Written exercise
Reproduce the listing below word for word, keeping every line and its order unchanged.

# start of Records shown

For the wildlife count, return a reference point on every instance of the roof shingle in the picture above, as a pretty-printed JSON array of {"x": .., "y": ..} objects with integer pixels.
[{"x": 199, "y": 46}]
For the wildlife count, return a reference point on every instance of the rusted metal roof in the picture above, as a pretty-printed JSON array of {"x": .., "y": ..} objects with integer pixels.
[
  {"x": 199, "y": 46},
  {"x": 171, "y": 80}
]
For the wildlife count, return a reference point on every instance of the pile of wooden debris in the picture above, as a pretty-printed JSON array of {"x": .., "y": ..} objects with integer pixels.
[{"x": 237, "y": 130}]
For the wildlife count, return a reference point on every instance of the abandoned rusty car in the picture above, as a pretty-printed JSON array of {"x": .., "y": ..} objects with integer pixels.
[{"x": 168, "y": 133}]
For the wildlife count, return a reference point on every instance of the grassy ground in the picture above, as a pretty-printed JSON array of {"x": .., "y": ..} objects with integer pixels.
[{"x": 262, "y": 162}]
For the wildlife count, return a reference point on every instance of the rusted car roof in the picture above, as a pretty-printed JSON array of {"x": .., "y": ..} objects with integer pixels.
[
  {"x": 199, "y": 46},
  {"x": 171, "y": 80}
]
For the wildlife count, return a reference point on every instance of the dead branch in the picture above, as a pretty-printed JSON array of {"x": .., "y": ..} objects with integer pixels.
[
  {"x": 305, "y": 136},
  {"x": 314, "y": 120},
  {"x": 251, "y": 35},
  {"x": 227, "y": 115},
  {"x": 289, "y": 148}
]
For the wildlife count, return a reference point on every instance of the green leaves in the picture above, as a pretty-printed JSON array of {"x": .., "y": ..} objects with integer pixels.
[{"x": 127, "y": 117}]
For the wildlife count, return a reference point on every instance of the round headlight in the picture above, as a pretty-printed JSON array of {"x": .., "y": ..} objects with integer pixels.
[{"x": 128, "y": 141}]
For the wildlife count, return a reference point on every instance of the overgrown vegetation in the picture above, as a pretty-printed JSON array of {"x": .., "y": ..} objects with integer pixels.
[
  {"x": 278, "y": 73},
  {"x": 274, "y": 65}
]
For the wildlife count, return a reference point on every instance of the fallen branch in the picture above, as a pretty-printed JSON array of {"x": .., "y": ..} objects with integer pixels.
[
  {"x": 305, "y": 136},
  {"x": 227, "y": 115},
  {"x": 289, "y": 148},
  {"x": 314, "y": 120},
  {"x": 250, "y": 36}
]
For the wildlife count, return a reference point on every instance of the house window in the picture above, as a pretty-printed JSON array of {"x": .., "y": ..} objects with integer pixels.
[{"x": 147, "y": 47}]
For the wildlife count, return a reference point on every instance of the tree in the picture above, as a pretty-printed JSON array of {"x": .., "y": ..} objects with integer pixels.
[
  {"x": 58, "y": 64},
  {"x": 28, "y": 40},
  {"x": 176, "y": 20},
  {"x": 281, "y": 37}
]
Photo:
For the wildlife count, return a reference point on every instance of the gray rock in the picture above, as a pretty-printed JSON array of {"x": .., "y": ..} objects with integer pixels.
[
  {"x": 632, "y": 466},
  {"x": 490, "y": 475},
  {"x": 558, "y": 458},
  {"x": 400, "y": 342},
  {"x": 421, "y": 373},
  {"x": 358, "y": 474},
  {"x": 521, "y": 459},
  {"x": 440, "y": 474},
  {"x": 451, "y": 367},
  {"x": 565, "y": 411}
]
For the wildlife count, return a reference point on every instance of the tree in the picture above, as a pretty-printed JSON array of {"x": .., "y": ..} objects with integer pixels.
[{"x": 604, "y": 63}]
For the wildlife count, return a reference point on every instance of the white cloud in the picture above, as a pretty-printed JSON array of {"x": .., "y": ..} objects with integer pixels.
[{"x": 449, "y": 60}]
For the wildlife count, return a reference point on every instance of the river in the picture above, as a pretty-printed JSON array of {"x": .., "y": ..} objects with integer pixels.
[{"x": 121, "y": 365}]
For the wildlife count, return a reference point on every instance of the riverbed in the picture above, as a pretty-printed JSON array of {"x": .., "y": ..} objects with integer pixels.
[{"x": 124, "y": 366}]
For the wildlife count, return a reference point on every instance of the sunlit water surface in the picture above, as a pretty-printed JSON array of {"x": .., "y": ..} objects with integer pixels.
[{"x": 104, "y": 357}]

# end of Records shown

Response to this exercise
For the wildlife count, return a reference point on every instance of the roof shingle in the picture above, as a pretty-printed JSON array of {"x": .., "y": ..} objects with integer pixels.
[{"x": 199, "y": 46}]
For the wildlife count, return a reference point on every instance of the rusted metal roof in the picture above, as a pretty-printed JSON array of {"x": .., "y": ..} objects with integer pixels.
[
  {"x": 199, "y": 46},
  {"x": 171, "y": 80}
]
For the wildlife count, return a reference point on every instance of the pile of wooden debris in the picture above, as a pretty-printed JSON array of {"x": .., "y": ..} objects with integer pixels.
[{"x": 237, "y": 130}]
For the wildlife count, return a reference point on every instance of the abandoned rusty car in the picture above, as a pretty-printed JSON array of {"x": .., "y": ..} objects with integer pixels.
[{"x": 168, "y": 133}]
For the wildlife count, return a reference point on every instance of the grassy ground in the picture above, as a pretty-printed JSON array of {"x": .., "y": ..} objects with integer pixels.
[{"x": 262, "y": 162}]
For the wildlife count, return a reference point on every instance of the rusted car roof in the picture above, as a pretty-printed JSON array of {"x": .., "y": ..} objects with integer pixels.
[
  {"x": 199, "y": 46},
  {"x": 171, "y": 80}
]
For the wildlife count, return a reference point on every instance of the dead branch in the picture above, as a pretty-printed JSON array of {"x": .., "y": ..} objects with integer pixels.
[
  {"x": 305, "y": 136},
  {"x": 314, "y": 120},
  {"x": 251, "y": 35},
  {"x": 227, "y": 115},
  {"x": 289, "y": 148}
]
For the wildlife count, return a reference point on every instance of the green leaves in the picture above, as a pretty-printed JSON array of {"x": .., "y": ..} objects with integer pixels.
[{"x": 127, "y": 117}]
For the wildlife count, return a reference point on every instance of the round headlight in the picture above, as a pretty-printed JSON array of {"x": .., "y": ..} objects with integer pixels.
[{"x": 128, "y": 141}]
For the wildlife count, return a reference point on every instance of the overgrown vegetation in the picture above, as a pretty-printed JSON array of {"x": .., "y": ..} objects with integer pixels.
[
  {"x": 278, "y": 73},
  {"x": 274, "y": 65}
]
For the wildlife count, return a reference point on every instance of the fallen branch in the picture above, as a pretty-printed JSON array of {"x": .., "y": ..} objects with integer pixels.
[
  {"x": 305, "y": 136},
  {"x": 227, "y": 115},
  {"x": 289, "y": 148},
  {"x": 314, "y": 120},
  {"x": 250, "y": 36}
]
For the wildlife count, return a reference point on every instance of the house window in the picture above, as a pretty-printed JSON array of {"x": .., "y": ..} objects with integer pixels.
[{"x": 147, "y": 47}]
For the wildlife count, return a reference point on every instance of the tree in the picture above, as a pretty-printed JSON array of {"x": .., "y": ..} objects with integer pixels.
[
  {"x": 58, "y": 64},
  {"x": 28, "y": 40},
  {"x": 176, "y": 20},
  {"x": 281, "y": 37}
]
Photo:
For the wildlife count, return a reference point on every instance of the gray rock in the picture above, as a pretty-printed JSON array of {"x": .., "y": ..} objects with integer pixels.
[
  {"x": 632, "y": 466},
  {"x": 490, "y": 475},
  {"x": 558, "y": 458},
  {"x": 400, "y": 342},
  {"x": 421, "y": 373},
  {"x": 358, "y": 474},
  {"x": 521, "y": 459},
  {"x": 440, "y": 474},
  {"x": 451, "y": 367},
  {"x": 565, "y": 411}
]
For the wildlife count, return a reference point on every instance of the tree in the picture above, as a pretty-printed JSON array of {"x": .., "y": ..} objects with integer pixels.
[{"x": 604, "y": 63}]
For the wildlife count, return a reference point on every instance of the white cloud in the picture above, as a pretty-printed JSON array of {"x": .., "y": ..} objects with integer pixels.
[{"x": 449, "y": 60}]
For the wildlife count, return a reference point on every instance of the river in the picture above, as a pretty-printed JSON array of {"x": .., "y": ..} objects with integer pixels.
[{"x": 121, "y": 365}]
For the wildlife count, return a reference point on every instance of the riverbed in the picture above, as a pretty-printed JSON array of {"x": .., "y": ..} objects with integer pixels.
[{"x": 124, "y": 366}]
For the wildlife count, return a reference point on every instance of the sunlit water surface in the picture above, as a pretty-printed JSON array of {"x": .., "y": ..} objects with integer pixels.
[{"x": 104, "y": 357}]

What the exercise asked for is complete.